■ Supplied text ■
By Annie Ropeik
Imagine you’re a doctor facing a patient who has tried a host of different medications to treat his severe back pain. “Doctor,” he tells you, “nothing is working and I’m still in agony. I can’t work. I can’t sleep. You have to help me.”
Among the few options left to you is an opioid painkiller, such as morphine. You want to help your patient, but you’re caught in a dilemma: Opioids are not right for everyone, and they run the risk of addiction. But if you don’t prescribe them and your patient really needs them, he’ll suffer.
Finding the right alternative, or deciding if morphine is the right choice, can be tricky. You didn’t get enough training on the topic in medical school. And if you do prescribe the morphine, time-consuming paperwork (with added potential for error) now awaits you, under new insurance regulations that just came into effect this week.
This type of scenario concerns Dr. Dan Alford. He teaches at Boston University School of Medicine and directs the state program that trains doctors in how to safely handle the complexities of prescribing painkillers.

■ Data for analysis ■
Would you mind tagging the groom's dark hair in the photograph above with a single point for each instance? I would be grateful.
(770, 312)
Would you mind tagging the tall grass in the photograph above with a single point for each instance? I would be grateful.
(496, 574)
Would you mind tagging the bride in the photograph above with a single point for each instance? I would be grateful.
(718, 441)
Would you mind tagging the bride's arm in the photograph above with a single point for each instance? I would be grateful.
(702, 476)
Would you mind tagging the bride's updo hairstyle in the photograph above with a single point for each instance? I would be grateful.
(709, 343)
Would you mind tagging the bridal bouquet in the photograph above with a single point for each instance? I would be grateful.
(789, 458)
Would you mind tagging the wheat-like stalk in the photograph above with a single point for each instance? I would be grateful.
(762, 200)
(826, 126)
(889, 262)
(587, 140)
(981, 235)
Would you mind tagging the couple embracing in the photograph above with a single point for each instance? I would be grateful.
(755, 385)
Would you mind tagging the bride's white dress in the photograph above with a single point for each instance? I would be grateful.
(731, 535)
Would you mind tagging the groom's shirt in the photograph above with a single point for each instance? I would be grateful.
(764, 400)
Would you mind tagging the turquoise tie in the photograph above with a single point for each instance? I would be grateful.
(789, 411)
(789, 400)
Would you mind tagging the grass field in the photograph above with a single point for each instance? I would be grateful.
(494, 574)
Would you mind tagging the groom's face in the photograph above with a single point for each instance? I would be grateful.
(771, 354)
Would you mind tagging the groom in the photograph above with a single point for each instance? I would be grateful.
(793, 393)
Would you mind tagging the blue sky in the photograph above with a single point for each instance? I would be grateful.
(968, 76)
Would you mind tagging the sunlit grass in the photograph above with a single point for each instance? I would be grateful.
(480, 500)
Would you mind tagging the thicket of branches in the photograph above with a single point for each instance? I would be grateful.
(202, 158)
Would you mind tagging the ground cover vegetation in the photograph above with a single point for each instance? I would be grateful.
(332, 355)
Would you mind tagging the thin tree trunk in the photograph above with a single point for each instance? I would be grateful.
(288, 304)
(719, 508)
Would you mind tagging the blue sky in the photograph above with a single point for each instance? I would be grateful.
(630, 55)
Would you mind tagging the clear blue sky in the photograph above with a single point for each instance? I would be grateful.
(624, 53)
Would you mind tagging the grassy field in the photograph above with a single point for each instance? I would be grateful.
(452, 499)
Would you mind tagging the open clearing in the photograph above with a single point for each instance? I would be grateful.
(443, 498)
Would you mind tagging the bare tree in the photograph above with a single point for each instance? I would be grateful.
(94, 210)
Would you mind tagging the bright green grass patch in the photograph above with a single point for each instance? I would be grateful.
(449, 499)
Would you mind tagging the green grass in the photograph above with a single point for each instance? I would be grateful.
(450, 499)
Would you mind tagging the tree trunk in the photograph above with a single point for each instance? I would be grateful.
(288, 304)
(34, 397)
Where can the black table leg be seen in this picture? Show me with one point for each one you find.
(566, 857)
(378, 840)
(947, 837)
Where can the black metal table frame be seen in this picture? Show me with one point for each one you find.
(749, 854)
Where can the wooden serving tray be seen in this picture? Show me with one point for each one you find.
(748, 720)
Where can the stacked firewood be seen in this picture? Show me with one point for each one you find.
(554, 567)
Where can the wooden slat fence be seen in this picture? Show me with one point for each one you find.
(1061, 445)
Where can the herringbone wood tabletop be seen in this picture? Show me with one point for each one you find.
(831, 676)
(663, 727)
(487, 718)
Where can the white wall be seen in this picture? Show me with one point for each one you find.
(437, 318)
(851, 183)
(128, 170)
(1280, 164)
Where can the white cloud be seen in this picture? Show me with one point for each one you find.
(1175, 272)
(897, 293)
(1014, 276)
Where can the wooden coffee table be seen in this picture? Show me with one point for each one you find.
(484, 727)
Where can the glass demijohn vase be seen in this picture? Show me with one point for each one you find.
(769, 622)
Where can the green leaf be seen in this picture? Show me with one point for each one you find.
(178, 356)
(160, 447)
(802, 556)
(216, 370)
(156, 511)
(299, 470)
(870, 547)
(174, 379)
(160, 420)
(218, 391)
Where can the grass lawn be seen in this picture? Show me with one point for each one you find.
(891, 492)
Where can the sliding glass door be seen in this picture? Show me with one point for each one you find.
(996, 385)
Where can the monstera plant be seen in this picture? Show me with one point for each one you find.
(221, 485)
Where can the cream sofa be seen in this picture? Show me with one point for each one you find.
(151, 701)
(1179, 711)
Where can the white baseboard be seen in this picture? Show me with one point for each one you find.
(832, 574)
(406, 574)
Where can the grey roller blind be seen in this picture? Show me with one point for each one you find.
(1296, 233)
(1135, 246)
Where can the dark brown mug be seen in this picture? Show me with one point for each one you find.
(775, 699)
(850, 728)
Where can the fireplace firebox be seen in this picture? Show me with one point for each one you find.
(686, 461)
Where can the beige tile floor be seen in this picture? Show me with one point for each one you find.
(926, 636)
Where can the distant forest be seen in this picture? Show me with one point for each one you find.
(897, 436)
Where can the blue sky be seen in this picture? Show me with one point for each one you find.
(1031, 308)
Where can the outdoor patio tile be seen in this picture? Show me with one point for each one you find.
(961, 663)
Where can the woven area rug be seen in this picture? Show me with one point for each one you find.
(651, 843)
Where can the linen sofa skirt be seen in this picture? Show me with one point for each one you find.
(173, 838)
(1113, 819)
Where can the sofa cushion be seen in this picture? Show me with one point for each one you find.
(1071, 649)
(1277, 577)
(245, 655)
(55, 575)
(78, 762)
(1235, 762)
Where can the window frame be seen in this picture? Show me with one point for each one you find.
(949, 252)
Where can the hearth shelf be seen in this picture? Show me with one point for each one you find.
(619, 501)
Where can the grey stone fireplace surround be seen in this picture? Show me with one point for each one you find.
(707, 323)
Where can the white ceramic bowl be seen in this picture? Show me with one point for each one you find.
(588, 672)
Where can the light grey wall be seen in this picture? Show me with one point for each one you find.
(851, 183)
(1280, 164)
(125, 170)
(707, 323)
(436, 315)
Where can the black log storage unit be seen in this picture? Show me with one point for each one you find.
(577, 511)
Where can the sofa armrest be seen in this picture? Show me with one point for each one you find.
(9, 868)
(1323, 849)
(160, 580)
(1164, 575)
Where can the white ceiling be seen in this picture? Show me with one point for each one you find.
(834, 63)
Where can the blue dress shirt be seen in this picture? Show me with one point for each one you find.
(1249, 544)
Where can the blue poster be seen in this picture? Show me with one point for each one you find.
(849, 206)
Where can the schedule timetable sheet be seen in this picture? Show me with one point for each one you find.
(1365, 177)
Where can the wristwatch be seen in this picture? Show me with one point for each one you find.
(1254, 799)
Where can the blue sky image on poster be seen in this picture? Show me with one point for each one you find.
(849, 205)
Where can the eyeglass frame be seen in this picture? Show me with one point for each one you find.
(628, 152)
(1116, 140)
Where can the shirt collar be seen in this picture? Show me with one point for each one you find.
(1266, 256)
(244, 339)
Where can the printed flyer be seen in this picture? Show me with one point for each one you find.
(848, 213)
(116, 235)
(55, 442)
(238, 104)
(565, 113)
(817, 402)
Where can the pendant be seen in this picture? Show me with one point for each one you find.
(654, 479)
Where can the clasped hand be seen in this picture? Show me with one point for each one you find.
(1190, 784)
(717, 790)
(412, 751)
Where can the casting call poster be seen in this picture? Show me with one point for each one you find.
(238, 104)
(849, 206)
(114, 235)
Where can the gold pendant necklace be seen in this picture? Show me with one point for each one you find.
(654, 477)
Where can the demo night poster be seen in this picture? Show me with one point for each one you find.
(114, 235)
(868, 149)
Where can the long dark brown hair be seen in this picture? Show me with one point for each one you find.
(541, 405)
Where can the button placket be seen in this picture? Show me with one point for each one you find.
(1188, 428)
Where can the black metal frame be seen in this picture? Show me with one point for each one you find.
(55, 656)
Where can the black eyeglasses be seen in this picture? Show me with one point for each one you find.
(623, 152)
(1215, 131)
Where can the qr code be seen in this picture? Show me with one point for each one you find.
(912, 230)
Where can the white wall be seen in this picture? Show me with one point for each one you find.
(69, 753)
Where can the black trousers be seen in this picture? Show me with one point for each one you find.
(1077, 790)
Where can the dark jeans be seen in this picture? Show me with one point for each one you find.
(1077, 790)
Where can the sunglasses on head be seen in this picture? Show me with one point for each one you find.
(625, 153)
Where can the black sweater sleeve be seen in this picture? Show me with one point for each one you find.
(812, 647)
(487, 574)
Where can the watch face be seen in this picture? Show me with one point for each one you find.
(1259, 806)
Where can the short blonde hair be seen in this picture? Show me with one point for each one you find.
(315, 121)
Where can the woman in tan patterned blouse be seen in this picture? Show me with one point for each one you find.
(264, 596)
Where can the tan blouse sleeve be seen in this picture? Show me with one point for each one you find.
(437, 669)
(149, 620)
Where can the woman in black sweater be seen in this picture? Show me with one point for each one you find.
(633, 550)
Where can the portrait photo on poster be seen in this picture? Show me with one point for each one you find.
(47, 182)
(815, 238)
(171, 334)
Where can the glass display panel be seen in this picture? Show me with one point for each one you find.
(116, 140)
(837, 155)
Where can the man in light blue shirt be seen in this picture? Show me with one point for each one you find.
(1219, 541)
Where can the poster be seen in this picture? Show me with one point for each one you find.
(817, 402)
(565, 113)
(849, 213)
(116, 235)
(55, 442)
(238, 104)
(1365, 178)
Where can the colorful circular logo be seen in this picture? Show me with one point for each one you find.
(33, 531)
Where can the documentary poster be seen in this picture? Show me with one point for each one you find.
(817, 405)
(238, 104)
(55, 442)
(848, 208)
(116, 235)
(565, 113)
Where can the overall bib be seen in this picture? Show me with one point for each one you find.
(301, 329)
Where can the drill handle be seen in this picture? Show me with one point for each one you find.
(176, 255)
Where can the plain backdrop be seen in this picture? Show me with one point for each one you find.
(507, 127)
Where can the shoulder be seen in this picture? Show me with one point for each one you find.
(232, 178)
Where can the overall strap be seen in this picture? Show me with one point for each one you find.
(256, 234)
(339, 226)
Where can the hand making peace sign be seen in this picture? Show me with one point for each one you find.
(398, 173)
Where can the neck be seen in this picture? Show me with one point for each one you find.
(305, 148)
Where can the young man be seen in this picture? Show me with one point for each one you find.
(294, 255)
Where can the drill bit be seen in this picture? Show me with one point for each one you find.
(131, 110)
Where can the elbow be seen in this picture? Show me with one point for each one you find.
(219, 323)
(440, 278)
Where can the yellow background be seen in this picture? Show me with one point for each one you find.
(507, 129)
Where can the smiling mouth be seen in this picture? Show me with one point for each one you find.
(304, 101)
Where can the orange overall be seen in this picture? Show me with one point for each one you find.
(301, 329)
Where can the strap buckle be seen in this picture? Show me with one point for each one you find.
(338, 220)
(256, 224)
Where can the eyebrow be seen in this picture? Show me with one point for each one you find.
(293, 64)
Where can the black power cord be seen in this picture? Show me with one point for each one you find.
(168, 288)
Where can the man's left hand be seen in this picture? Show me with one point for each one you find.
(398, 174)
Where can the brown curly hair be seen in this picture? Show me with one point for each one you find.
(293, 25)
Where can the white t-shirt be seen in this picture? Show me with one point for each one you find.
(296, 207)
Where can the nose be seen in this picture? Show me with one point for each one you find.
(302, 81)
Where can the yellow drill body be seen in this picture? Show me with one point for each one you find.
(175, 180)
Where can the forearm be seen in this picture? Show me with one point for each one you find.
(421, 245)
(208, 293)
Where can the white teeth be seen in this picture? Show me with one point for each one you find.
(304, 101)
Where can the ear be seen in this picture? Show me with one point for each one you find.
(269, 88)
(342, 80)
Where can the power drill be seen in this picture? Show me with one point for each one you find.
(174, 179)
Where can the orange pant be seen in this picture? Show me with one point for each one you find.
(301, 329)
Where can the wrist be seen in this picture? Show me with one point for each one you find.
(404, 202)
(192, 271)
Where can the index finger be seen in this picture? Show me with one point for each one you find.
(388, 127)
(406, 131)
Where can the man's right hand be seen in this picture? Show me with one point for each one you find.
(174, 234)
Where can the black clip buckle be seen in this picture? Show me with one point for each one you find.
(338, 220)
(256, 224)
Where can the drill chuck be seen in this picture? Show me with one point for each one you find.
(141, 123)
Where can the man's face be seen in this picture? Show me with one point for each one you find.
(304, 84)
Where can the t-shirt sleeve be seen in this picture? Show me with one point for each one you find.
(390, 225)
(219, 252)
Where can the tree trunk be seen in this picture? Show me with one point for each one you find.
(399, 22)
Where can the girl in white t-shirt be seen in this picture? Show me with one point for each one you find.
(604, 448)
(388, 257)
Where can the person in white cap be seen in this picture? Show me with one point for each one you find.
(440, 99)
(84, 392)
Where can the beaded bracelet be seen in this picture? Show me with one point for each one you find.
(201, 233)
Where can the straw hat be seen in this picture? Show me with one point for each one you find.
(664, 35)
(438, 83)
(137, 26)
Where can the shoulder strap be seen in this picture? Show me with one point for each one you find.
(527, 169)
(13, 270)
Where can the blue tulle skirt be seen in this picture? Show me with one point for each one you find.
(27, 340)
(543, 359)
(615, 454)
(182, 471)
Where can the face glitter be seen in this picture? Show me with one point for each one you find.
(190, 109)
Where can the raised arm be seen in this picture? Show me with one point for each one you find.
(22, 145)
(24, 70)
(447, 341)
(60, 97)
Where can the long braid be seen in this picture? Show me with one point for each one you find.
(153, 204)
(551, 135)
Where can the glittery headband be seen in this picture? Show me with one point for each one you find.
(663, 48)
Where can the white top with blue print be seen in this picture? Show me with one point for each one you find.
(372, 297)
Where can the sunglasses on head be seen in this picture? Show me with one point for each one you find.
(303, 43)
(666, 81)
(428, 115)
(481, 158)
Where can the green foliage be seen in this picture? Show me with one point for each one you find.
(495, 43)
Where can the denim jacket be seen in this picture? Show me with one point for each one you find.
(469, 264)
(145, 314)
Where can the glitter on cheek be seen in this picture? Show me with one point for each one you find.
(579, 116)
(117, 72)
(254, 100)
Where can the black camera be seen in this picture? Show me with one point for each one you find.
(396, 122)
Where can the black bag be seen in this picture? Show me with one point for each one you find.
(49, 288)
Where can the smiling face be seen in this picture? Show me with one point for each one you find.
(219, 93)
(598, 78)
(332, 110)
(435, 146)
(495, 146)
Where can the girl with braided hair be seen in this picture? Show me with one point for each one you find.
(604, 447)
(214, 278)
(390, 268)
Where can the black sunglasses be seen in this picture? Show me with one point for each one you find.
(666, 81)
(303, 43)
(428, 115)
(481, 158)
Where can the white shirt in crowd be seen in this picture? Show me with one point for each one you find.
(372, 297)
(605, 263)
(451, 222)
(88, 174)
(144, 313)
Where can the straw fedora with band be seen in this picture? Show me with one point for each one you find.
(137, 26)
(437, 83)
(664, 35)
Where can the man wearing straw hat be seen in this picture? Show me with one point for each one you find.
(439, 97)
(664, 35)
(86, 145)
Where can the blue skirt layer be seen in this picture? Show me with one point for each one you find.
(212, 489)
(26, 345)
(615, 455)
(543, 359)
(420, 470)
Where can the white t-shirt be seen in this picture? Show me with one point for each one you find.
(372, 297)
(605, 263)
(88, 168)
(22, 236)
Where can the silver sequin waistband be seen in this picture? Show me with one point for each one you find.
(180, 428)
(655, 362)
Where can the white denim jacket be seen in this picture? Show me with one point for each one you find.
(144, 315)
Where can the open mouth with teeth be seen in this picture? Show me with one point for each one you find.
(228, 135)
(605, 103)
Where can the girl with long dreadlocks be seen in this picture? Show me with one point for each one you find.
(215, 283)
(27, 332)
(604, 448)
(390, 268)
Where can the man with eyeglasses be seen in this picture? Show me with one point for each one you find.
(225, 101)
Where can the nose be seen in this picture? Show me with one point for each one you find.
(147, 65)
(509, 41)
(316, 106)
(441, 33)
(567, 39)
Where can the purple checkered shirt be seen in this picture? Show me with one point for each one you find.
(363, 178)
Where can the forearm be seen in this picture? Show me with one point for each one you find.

■ Activity list ■
1. Answer these questions from the article on prescribing opioids:
(a) At which school does Dr. Dan Alford teach?
(b) What opioid painkiller is given as an example?
(c) When did the new insurance regulations come into effect?
2. Output the passage of the article on prescribing opioids from "Among the few" to "them, he’ll suffer.", copied word for word.
The entries are separate material and have no connection to the article on prescribing opioids.

■ Expected responses ■
1.
(a) Boston University School of Medicine
(b) Morphine
(c) This week

2.
Among the few options left to you is an opioid painkiller, such as morphine. You want to help your patient, but you’re caught in a dilemma: Opioids are not right for everyone, and they run the risk of addiction. But if you don’t prescribe them and your patient really needs them, he’ll suffer.